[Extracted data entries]
▼▼▼
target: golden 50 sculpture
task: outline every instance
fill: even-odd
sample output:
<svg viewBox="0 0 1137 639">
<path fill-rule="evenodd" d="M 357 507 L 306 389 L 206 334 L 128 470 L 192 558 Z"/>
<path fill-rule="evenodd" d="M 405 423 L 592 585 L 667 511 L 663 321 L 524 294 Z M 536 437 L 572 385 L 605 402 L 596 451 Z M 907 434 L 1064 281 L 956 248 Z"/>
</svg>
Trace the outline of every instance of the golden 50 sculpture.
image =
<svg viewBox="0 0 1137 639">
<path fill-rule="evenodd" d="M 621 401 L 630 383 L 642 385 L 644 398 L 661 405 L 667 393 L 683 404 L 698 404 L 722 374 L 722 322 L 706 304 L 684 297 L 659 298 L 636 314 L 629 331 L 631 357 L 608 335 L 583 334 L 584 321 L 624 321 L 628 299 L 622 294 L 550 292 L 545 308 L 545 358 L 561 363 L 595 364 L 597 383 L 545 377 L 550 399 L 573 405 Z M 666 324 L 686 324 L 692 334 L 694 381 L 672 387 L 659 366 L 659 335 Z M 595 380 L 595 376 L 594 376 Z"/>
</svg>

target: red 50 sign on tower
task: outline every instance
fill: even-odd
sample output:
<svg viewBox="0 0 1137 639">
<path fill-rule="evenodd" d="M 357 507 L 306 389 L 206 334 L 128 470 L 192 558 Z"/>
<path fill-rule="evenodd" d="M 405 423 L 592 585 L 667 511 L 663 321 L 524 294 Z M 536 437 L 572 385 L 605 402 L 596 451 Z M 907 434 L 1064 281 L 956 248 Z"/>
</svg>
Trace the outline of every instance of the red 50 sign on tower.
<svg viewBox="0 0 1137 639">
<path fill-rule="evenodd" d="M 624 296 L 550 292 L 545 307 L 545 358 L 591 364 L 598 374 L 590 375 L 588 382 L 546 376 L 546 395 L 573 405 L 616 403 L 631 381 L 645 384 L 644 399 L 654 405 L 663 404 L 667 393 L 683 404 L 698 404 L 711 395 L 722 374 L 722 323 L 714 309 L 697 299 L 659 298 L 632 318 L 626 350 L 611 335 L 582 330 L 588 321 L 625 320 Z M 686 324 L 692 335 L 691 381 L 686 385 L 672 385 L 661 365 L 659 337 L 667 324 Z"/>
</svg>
▲▲▲
→ **What is being asked**:
Convert all of the entries above into a Markdown table with the columns Row and Line. Give each non-blank line its own numbered row and omit blank lines.

→ **Exercise answer**:
| Row | Line |
|---|---|
| 1 | target: golden 50 sculpture |
| 2 | task: outline every instance |
| 3 | fill: even-odd |
| 4 | sample output: |
| 5 | <svg viewBox="0 0 1137 639"> |
| 6 | <path fill-rule="evenodd" d="M 357 507 L 306 389 L 206 334 L 128 470 L 192 558 Z"/> |
| 7 | <path fill-rule="evenodd" d="M 405 423 L 592 585 L 667 511 L 663 321 L 524 294 Z M 536 437 L 572 385 L 605 402 L 596 451 Z M 907 434 L 1064 281 L 956 248 Z"/> |
| 8 | </svg> |
| 9 | Trace the outline of every instance of the golden 50 sculpture. |
| 10 | image = |
| 11 | <svg viewBox="0 0 1137 639"> |
| 12 | <path fill-rule="evenodd" d="M 621 401 L 630 383 L 642 385 L 644 398 L 661 405 L 667 393 L 683 404 L 698 404 L 722 374 L 722 322 L 706 304 L 684 297 L 659 298 L 636 314 L 629 331 L 631 357 L 608 335 L 583 334 L 584 321 L 624 321 L 628 299 L 622 294 L 550 292 L 545 308 L 545 358 L 561 363 L 595 364 L 597 383 L 545 377 L 550 399 L 573 405 Z M 666 324 L 686 324 L 692 334 L 694 381 L 672 387 L 659 366 L 659 335 Z M 595 380 L 595 376 L 594 376 Z"/> |
| 13 | </svg> |
| 14 | target: red 50 sign on tower |
| 15 | task: outline every instance |
| 16 | fill: even-odd |
| 17 | sample output: |
| 18 | <svg viewBox="0 0 1137 639"> |
| 19 | <path fill-rule="evenodd" d="M 357 507 L 306 389 L 206 334 L 128 470 L 192 558 Z"/> |
| 20 | <path fill-rule="evenodd" d="M 405 423 L 592 585 L 667 511 L 663 321 L 524 294 Z M 536 437 L 572 385 L 605 402 L 596 451 Z M 907 434 L 1064 281 L 956 248 Z"/> |
| 21 | </svg> |
| 22 | Trace the outline of every instance of the red 50 sign on tower. |
| 23 | <svg viewBox="0 0 1137 639"> |
| 24 | <path fill-rule="evenodd" d="M 624 296 L 550 292 L 545 307 L 545 358 L 591 364 L 598 374 L 590 375 L 588 382 L 546 376 L 546 395 L 573 405 L 616 403 L 631 381 L 645 384 L 644 399 L 654 405 L 663 404 L 667 393 L 683 404 L 698 404 L 711 395 L 722 374 L 722 323 L 714 309 L 697 299 L 659 298 L 632 318 L 626 350 L 611 335 L 582 330 L 588 321 L 625 320 Z M 686 324 L 692 335 L 691 381 L 686 385 L 672 385 L 661 365 L 659 337 L 667 324 Z"/> |
| 25 | </svg> |